_Problem to work on:_ Write out each record below, word for word.

_Data listing:_
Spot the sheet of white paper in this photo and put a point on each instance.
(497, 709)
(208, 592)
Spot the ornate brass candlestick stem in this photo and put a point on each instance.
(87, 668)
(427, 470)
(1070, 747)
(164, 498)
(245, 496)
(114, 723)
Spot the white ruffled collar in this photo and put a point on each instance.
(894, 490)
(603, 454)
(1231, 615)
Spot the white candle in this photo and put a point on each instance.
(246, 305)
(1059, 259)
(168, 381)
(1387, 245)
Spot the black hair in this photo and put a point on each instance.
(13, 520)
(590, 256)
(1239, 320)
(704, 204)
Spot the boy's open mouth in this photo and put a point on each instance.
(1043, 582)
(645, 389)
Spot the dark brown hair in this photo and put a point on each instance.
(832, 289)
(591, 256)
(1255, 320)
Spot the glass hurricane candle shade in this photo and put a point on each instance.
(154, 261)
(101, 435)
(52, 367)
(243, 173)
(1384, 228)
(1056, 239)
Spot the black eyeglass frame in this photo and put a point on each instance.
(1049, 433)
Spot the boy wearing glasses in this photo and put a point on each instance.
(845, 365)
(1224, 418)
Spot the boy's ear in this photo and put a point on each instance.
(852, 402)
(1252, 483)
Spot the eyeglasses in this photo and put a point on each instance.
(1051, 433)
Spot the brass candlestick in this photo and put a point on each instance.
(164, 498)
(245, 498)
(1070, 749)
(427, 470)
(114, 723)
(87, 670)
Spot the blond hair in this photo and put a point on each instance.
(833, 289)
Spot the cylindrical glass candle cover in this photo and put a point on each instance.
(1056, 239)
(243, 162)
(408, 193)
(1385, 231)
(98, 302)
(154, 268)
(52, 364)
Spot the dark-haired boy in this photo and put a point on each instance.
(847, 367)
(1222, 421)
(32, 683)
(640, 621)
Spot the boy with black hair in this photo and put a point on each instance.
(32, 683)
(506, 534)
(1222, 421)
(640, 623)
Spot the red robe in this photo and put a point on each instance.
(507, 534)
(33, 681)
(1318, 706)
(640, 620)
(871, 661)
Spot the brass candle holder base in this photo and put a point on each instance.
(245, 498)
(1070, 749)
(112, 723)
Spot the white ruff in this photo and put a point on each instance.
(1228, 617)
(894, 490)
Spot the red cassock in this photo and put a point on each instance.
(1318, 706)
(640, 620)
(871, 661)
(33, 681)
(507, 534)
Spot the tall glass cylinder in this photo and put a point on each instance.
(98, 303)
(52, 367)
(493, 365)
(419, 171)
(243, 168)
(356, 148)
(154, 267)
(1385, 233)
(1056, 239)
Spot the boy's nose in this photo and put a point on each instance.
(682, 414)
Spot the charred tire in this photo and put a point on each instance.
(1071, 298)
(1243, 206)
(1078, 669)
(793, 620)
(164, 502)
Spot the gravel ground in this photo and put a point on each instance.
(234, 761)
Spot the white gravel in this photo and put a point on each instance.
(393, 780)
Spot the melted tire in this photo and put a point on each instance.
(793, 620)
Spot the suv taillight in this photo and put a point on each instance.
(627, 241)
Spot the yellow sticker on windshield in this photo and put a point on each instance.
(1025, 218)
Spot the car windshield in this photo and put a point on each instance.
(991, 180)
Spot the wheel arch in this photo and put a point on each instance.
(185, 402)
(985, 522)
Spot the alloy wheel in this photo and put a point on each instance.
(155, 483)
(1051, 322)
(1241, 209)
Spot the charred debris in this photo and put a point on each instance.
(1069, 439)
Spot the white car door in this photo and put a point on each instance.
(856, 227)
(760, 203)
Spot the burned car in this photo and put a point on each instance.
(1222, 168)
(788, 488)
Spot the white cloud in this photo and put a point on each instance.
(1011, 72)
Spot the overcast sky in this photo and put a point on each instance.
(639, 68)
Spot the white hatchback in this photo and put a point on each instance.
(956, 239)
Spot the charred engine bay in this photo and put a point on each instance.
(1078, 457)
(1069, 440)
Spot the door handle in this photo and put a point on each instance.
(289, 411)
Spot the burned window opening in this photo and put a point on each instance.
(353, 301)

_Answer to the problem:_
Spot the sheet of white paper in this photo and put a point on each instance.
(497, 709)
(208, 592)
Spot the ornate brass candlestick stem in this photo and put a point on each instance.
(87, 668)
(427, 470)
(1070, 747)
(164, 498)
(245, 496)
(114, 723)
Spot the white ruffled collar in this photo and put a point on each instance.
(894, 490)
(603, 454)
(1231, 615)
Spot the white candle in this photo and put a point on each instance.
(246, 305)
(1059, 259)
(168, 381)
(1387, 245)
Spot the black hair in this photo and put a point on each instance.
(13, 520)
(590, 256)
(1239, 320)
(704, 204)
Spot the boy's open mouth in this photo and put a point on each instance.
(1043, 582)
(645, 389)
Spot the dark brown hair in this photo and put a point on each instance.
(832, 289)
(591, 256)
(1255, 320)
Spot the glass hurricane candle shade in this photo and put a point on each instance.
(154, 261)
(101, 435)
(52, 367)
(243, 173)
(1384, 228)
(1056, 239)
Spot the black eyeglass frame in this photo and put a point on each instance.
(1049, 433)
Spot the boy wearing glasses in this photo and put a point on each instance.
(845, 365)
(1224, 418)
Spot the boy's ear in this photo and put a point on each instance.
(852, 402)
(1252, 483)
Spot the eyeglasses in this photo and put a point on each instance.
(1051, 433)
Spot the brass candlestick in this photo and put a point on each instance.
(164, 498)
(245, 498)
(1070, 749)
(427, 470)
(114, 723)
(87, 670)
Spot the blond hair in this photo and put a point on each instance.
(833, 289)
Spot the cylindrical glass candle cover in this photo and put a point on each instance.
(1056, 239)
(243, 162)
(408, 193)
(1385, 231)
(98, 302)
(154, 268)
(52, 364)
Spot the dark-haired boy in this photo and put a point on each instance.
(847, 367)
(1222, 421)
(32, 683)
(640, 621)
Spot the boy with black hair in this photo and put a point on each instance.
(32, 683)
(506, 534)
(1222, 421)
(640, 623)
Spot the red robe in this photo and put a point on each instance.
(507, 534)
(33, 681)
(1318, 706)
(640, 620)
(871, 661)
Spot the brass candle holder base in this photo and put a point on each instance.
(245, 498)
(1070, 749)
(112, 723)
Spot the white ruff in this photo and put a point on each instance.
(1228, 617)
(894, 490)
Spot the red cassock in this photo and put a point on each instance.
(1318, 706)
(640, 620)
(871, 661)
(33, 681)
(507, 534)
Spot the tall glass cylinder in this photo and put a point on each instance.
(98, 303)
(52, 367)
(493, 365)
(419, 171)
(243, 168)
(356, 148)
(154, 267)
(1385, 233)
(1056, 239)
Spot the boy's nose in this photo and put a point on each instance.
(682, 414)
Spot the charred tire in this photo and put a point on each instance.
(1071, 298)
(1243, 206)
(1078, 669)
(793, 620)
(164, 502)
Spot the gravel ground in this photo and put a point on each instance.
(234, 761)
Spot the white gravel in this photo and put a point on each instance.
(393, 780)
Spot the melted tire in this photo and put a point on each instance.
(793, 620)
Spot the suv taillight in this photo and put a point on each instance.
(627, 241)
Spot the yellow sticker on windshield in this photo and put a point on each instance.
(1025, 218)
Spot the car windshield in this photo and put a point on each instance.
(991, 180)
Spot the wheel arch in this photo and put a point on each instance.
(185, 402)
(985, 522)
Spot the alloy wheel in this photo and put a point on each instance.
(155, 483)
(1051, 322)
(1241, 209)
Spot the charred debris in this photo and put a point on each instance.
(1069, 439)
Spot the white car door in this photo and put a point on each instance.
(856, 227)
(760, 203)
Spot the burned car in this photo and put a point on each instance.
(1222, 168)
(788, 488)
Spot the white cloud in this photo and put a point on each instance.
(1011, 72)
Spot the overcast sky in this photo and put a point on each instance.
(639, 68)
Spot the white hatchback in this photo and put a point on each instance.
(956, 239)
Spot the charred engine bay in this photo and put a point on each instance.
(1078, 457)
(1069, 440)
Spot the door handle in this photo and put a point on each instance.
(289, 411)
Spot the burned window opening in this photo and put a point on each instance.
(353, 301)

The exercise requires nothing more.